▶ _ТЕКСТ СТРАНИЦЫ_:
▽

Вот как объясняет главный герой повести поведение любимой девушки: «Она отдала мне все сердце, всю душу, ни разу не подумав, что ей следует присоединить к ним и руку свою. Я был избранный ею друг, но никогда не воображала она, что я мог ей быть женихом».
Коллизия в основе, несомненно, автобиографическая, так же как и основной мотив прощального письма героини: «Прости меня, прости меня, Вадим! Я люблю тебя по-прежнему – нет! больше прежнего… но я не могла противиться – мне грозили деревней, Костромой, заточением – бог знает чем!»
Оформляя действительное происшествие «под роман», графиня Ростопчина вводит в повествование отсутствовавшие в жизни моменты: самоубийство героя, смерть героини и т. д. Действительность обошлась без романтических ужасов. Додо и выйдя замуж продолжала жить в убеждении: избранник сердца и муж законный – вещи несовместные, жизнь не роман и роман не жизнь.

△

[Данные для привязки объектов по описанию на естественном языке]

▽

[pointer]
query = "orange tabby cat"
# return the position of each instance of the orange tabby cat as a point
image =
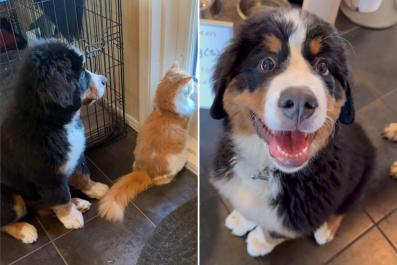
(161, 150)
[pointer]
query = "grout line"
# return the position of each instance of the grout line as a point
(377, 225)
(52, 241)
(59, 253)
(112, 183)
(30, 252)
(388, 240)
(99, 169)
(350, 244)
(143, 214)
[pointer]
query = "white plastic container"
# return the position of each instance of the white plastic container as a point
(325, 9)
(363, 6)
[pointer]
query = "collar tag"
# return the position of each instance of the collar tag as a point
(263, 175)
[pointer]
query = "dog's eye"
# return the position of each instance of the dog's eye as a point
(322, 67)
(267, 64)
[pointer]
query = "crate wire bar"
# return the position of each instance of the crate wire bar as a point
(95, 27)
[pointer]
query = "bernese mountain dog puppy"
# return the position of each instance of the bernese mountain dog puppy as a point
(289, 160)
(390, 133)
(43, 141)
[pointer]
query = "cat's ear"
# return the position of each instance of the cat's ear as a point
(185, 81)
(175, 65)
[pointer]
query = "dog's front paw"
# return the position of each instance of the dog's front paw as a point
(81, 205)
(393, 170)
(98, 191)
(390, 132)
(74, 220)
(323, 235)
(238, 224)
(257, 244)
(29, 234)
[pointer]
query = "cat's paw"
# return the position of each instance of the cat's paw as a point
(74, 220)
(257, 244)
(98, 191)
(81, 205)
(323, 235)
(390, 132)
(29, 234)
(238, 224)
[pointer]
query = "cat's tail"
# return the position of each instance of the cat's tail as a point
(112, 206)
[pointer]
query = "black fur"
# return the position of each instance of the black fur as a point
(333, 182)
(34, 145)
(247, 49)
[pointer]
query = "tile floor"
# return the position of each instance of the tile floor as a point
(369, 235)
(101, 242)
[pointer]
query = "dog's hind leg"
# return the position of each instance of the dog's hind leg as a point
(327, 231)
(81, 180)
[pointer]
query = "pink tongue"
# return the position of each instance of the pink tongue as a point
(290, 141)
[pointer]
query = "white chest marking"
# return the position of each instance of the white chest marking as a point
(76, 139)
(252, 198)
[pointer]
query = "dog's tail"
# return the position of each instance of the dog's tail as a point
(112, 206)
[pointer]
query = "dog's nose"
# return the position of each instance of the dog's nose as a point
(104, 80)
(298, 104)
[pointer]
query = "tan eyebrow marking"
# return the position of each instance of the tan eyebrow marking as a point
(315, 46)
(273, 43)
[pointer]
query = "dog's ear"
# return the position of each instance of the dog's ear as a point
(76, 59)
(347, 113)
(220, 79)
(57, 69)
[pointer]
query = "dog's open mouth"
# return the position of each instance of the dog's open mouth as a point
(288, 148)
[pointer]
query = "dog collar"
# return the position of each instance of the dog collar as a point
(263, 175)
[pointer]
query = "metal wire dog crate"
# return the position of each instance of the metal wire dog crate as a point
(95, 27)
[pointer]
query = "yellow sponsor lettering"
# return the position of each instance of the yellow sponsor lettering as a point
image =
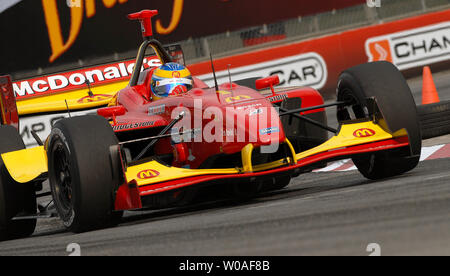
(237, 98)
(364, 132)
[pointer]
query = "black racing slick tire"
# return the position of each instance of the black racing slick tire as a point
(434, 119)
(81, 172)
(384, 82)
(15, 198)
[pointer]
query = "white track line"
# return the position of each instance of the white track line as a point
(334, 167)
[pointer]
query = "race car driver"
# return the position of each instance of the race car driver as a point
(170, 79)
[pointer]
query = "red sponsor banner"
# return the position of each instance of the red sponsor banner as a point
(408, 43)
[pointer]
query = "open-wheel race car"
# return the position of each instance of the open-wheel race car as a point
(142, 153)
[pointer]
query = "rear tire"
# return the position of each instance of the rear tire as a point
(434, 119)
(380, 80)
(15, 198)
(81, 172)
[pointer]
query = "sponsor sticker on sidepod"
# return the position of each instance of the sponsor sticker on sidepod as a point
(412, 48)
(307, 69)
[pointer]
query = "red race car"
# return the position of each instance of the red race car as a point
(168, 135)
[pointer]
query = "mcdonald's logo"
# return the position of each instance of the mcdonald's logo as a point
(364, 133)
(237, 98)
(147, 174)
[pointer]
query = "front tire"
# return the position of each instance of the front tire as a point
(81, 172)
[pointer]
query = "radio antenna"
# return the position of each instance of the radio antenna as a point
(214, 73)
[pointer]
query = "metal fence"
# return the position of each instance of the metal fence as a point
(304, 27)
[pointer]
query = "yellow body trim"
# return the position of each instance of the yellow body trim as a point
(345, 138)
(170, 74)
(26, 165)
(76, 99)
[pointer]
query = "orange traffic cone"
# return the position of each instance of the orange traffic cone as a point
(429, 92)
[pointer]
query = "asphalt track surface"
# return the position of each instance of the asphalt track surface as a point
(333, 213)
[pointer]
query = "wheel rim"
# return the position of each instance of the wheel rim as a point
(61, 179)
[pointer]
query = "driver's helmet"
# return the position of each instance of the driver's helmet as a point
(170, 79)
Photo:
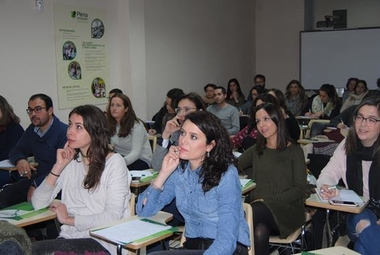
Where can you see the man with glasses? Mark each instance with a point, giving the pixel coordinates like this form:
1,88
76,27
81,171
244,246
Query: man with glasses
41,139
228,114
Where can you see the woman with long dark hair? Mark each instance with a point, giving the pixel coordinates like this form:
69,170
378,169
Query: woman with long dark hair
357,162
201,175
10,133
278,166
94,182
128,133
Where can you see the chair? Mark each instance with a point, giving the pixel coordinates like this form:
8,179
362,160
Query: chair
296,240
153,142
249,217
132,204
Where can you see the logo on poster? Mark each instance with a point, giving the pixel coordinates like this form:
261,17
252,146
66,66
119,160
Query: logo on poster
79,15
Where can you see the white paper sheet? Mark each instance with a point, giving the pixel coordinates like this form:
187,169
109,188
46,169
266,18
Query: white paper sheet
130,231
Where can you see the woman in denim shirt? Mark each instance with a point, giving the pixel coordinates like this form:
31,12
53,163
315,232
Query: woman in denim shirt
201,175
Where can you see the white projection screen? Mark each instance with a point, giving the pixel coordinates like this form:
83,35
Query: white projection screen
332,56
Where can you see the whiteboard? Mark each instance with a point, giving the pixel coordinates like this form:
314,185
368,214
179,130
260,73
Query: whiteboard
333,56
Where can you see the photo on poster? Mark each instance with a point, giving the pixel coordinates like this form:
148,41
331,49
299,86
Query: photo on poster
69,50
74,70
97,28
98,87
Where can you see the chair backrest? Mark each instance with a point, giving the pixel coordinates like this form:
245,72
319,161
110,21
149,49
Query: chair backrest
132,204
153,142
249,218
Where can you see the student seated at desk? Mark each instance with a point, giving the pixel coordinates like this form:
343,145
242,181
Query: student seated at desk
278,168
201,175
357,162
128,133
94,182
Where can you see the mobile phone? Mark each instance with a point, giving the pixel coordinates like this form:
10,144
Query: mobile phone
344,203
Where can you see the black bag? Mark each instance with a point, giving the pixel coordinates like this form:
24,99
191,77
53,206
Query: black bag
374,206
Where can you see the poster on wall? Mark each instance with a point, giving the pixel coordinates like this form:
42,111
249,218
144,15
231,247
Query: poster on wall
81,55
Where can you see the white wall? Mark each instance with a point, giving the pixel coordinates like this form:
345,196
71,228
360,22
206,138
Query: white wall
277,26
27,52
192,43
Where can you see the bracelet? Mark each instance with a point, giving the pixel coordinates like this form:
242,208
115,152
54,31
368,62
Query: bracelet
56,175
155,187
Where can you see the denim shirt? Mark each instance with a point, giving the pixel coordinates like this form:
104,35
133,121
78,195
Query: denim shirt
216,214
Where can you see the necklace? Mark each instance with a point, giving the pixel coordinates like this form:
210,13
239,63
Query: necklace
83,155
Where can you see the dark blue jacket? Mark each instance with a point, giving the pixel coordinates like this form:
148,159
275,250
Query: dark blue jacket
44,149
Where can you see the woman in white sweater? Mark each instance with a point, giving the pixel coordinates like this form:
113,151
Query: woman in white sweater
128,134
357,162
94,183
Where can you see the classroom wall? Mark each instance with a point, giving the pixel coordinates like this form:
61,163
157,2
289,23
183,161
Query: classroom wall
277,26
359,13
192,43
27,50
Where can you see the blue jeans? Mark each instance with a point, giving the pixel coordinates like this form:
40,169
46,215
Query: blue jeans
367,242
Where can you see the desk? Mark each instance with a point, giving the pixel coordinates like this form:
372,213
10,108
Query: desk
162,217
37,215
314,201
248,188
337,250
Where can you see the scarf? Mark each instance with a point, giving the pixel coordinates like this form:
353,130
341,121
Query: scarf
354,173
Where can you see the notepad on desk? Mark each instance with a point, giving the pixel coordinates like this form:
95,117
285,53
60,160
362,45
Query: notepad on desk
132,231
245,182
344,195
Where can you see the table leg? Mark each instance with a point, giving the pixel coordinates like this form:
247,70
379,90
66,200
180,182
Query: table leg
119,249
329,234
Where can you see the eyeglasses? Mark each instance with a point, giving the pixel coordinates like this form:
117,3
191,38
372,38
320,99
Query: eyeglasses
185,110
38,109
370,120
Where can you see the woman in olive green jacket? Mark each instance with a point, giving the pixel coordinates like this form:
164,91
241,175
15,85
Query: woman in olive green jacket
278,168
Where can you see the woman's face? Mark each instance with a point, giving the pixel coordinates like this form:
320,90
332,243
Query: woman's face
193,144
254,94
367,126
233,86
185,106
324,97
117,108
360,88
265,124
77,135
294,89
351,85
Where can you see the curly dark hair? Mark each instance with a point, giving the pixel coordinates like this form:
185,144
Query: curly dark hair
277,117
221,156
127,121
95,124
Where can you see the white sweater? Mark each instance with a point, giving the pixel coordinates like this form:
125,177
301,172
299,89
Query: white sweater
337,167
109,202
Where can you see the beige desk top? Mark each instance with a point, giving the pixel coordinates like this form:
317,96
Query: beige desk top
40,217
314,201
337,250
162,217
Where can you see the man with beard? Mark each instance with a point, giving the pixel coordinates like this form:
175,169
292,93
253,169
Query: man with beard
41,139
228,114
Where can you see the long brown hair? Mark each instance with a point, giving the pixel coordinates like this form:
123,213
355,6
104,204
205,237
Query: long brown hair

△

▶ _ЧТО СДЕЛАТЬ_:
**a.** Чем, по словам из прощального письма героини, ей грозили? Ответьте по тексту о повести Ростопчиной.
**b.** Процитируйте из текста о повести Ростопчиной всё, начиная со слов "Вот как объясняет" и до слов "роман не жизнь.".

▶ _ОТВЕТЫ К ЗАДАНИЯМ_:
**a.** Деревней, Костромой, заточением.

**b.**
Вот как объясняет главный герой повести поведение любимой девушки: «Она отдала мне все сердце, всю душу, ни разу не подумав, что ей следует присоединить к ним и руку свою. Я был избранный ею друг, но никогда не воображала она, что я мог ей быть женихом».
Коллизия в основе, несомненно, автобиографическая, так же как и основной мотив прощального письма героини: «Прости меня, прости меня, Вадим! Я люблю тебя по-прежнему – нет! больше прежнего… но я не могла противиться – мне грозили деревней, Костромой, заточением – бог знает чем!»
Оформляя действительное происшествие «под роман», графиня Ростопчина вводит в повествование отсутствовавшие в жизни моменты: самоубийство героя, смерть героини и т. д. Действительность обошлась без романтических ужасов. Додо и выйдя замуж продолжала жить в убеждении: избранник сердца и муж законный – вещи несовместные, жизнь не роман и роман не жизнь.